Parkinson’s Disease (PD)

PD is the second most common neurodegenerative disease, which is characterized by over-accumulation of the presynaptic protein α-synuclein in neurons [12]. In a yeast genomic screen, Ypt1 was identified as a suppressor of α-synuclein-induced toxicity [10]. It was subsequently shown that α-synuclein overexpression impairs Rab1A activity and thus hinders the formation of autophagosome by interfering with Atg9 function [63]. Moreover, increased Rab1 production is sufficient to correct α-synuclein-mediated Golgi fragmentation, dopaminergic (DA) neuron loss, and motor deficits in mammalian animal models of PD [10, 11]. These observations suggest that Rab1A plays a crucial role in the pathogenesis of PD and is a potential therapeutic target for a disease currently lacking effective medicine.

Other Rab1-related Diseases

Infections of Intracellular Pathogens

Pathogenic intracellular bacteria such as Legionella pneumophila residing in host membrane vesicles have evolved survival mechanisms by targeting Rab1 proteins. This allows alteration of the destination of pathogen-occupied vacuole to avoid fusion with lysosomes for destruction, and to acquire nutrients to support bacterial propagation. These processes are the subjects of several excellent reviews that detail the role of Rab1 proteins in bacteria-host cell interactions [50, 52].

Retinitis pigmentosa (RP)

RP is a degenerative retinal disease characterized by progressive loss of vision caused by photoreceptor degeneration followed by retinal pigment epithelium abnormalities. Genetic linkage analysis of autosomal recessive RP in an Indian family mapped the susceptibility locus to Chromosome 2p14-15 that contains the RAB1A gene [29]. Interestingly, a recent study showed that Rab1A is selectively expressed in the rod bipolar cells in the inner retina, which is highly dependent on ambient light [23]. This finding suggests a role of Rab1A in dark adaptation, which is consistent with the pathological phenotype of defective dark adaptation in RP patients [3].

---*---

▶ **PROBLEM 1**:
Answer these questions from the text on Rab1 and disease:
(a) Which presynaptic protein over-accumulates in neurons in PD?
(b) Which pathogenic intracellular bacterium is named as targeting Rab1 proteins?
(c) To which chromosomal region was the susceptibility locus for autosomal recessive RP mapped?
▶ **PROBLEM 2**: Repeat word for word the portion of the text on Rab1 and disease starting with "Other Rab1-related Diseases" and going on through "interactions [50, 52].".
▶ **PROBLEM 3**: List every section heading in the text on Rab1 and disease.

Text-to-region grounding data
---*---

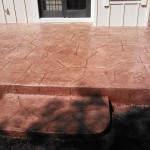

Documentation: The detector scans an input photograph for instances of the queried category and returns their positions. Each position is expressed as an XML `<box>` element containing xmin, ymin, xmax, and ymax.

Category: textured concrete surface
<box><xmin>0</xmin><ymin>24</ymin><xmax>150</xmax><ymax>104</ymax></box>
<box><xmin>0</xmin><ymin>94</ymin><xmax>110</xmax><ymax>139</ymax></box>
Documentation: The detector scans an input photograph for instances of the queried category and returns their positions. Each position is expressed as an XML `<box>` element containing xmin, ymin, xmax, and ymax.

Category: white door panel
<box><xmin>0</xmin><ymin>1</ymin><xmax>6</xmax><ymax>23</ymax></box>
<box><xmin>3</xmin><ymin>0</ymin><xmax>16</xmax><ymax>23</ymax></box>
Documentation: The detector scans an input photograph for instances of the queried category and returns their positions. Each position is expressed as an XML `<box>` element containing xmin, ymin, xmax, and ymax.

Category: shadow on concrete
<box><xmin>0</xmin><ymin>84</ymin><xmax>150</xmax><ymax>150</ymax></box>
<box><xmin>0</xmin><ymin>107</ymin><xmax>150</xmax><ymax>150</ymax></box>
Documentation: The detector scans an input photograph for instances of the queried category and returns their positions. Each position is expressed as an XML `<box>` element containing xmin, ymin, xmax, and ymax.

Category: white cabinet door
<box><xmin>0</xmin><ymin>1</ymin><xmax>6</xmax><ymax>23</ymax></box>
<box><xmin>14</xmin><ymin>0</ymin><xmax>27</xmax><ymax>23</ymax></box>
<box><xmin>3</xmin><ymin>0</ymin><xmax>16</xmax><ymax>23</ymax></box>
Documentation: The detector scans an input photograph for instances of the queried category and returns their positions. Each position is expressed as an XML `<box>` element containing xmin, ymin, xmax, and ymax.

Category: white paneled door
<box><xmin>97</xmin><ymin>0</ymin><xmax>150</xmax><ymax>26</ymax></box>
<box><xmin>14</xmin><ymin>0</ymin><xmax>27</xmax><ymax>23</ymax></box>
<box><xmin>0</xmin><ymin>1</ymin><xmax>6</xmax><ymax>23</ymax></box>
<box><xmin>0</xmin><ymin>0</ymin><xmax>28</xmax><ymax>23</ymax></box>
<box><xmin>3</xmin><ymin>0</ymin><xmax>17</xmax><ymax>23</ymax></box>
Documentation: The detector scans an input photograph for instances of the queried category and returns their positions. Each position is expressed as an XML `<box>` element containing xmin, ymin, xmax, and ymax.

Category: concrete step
<box><xmin>0</xmin><ymin>84</ymin><xmax>150</xmax><ymax>105</ymax></box>
<box><xmin>0</xmin><ymin>94</ymin><xmax>110</xmax><ymax>138</ymax></box>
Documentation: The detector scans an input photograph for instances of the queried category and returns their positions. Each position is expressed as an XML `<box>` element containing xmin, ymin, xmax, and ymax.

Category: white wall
<box><xmin>97</xmin><ymin>0</ymin><xmax>150</xmax><ymax>26</ymax></box>
<box><xmin>0</xmin><ymin>0</ymin><xmax>150</xmax><ymax>26</ymax></box>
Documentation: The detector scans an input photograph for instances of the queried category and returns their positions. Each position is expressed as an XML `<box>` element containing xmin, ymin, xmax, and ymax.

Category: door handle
<box><xmin>5</xmin><ymin>8</ymin><xmax>10</xmax><ymax>15</ymax></box>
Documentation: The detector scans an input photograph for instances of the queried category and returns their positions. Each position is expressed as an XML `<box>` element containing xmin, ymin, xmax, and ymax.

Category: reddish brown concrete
<box><xmin>0</xmin><ymin>24</ymin><xmax>150</xmax><ymax>104</ymax></box>
<box><xmin>0</xmin><ymin>94</ymin><xmax>110</xmax><ymax>138</ymax></box>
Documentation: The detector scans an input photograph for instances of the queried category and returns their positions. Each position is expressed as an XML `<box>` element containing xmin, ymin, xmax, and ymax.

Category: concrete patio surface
<box><xmin>0</xmin><ymin>23</ymin><xmax>150</xmax><ymax>136</ymax></box>
<box><xmin>0</xmin><ymin>23</ymin><xmax>150</xmax><ymax>104</ymax></box>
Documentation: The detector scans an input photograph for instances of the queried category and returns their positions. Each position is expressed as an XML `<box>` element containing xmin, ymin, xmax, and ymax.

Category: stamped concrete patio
<box><xmin>0</xmin><ymin>24</ymin><xmax>150</xmax><ymax>104</ymax></box>
<box><xmin>0</xmin><ymin>24</ymin><xmax>150</xmax><ymax>138</ymax></box>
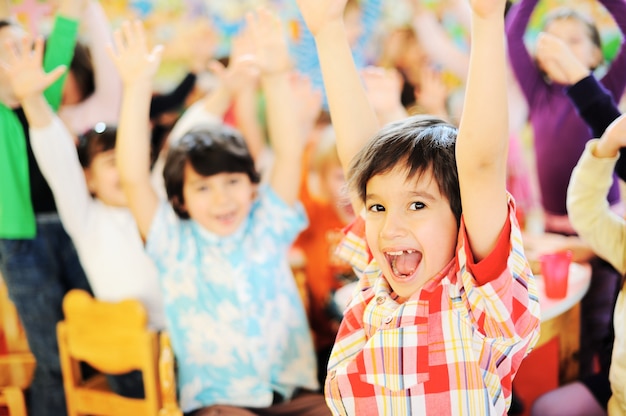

---*---

▶ **EXERCISE RESPONSE 1**:
(a) α-synuclein
(b) Legionella pneumophila
(c) Chromosome 2p14-15

▶ **EXERCISE RESPONSE 2**:
Other Rab1-related Diseases

Infections of Intracellular Pathogens

Pathogenic intracellular bacteria such as Legionella pneumophila residing in host membrane vesicles have evolved survival mechanisms by targeting Rab1 proteins. This allows alteration of the destination of pathogen-occupied vacuole to avoid fusion with lysosomes for destruction, and to acquire nutrients to support bacterial propagation. These processes are the subjects of several excellent reviews that detail the role of Rab1 proteins in bacteria-host cell interactions [50, 52].

▶ **EXERCISE RESPONSE 3**:
- Parkinson’s Disease (PD)
- Other Rab1-related Diseases
- Infections of Intracellular Pathogens
- Retinitis pigmentosa (RP)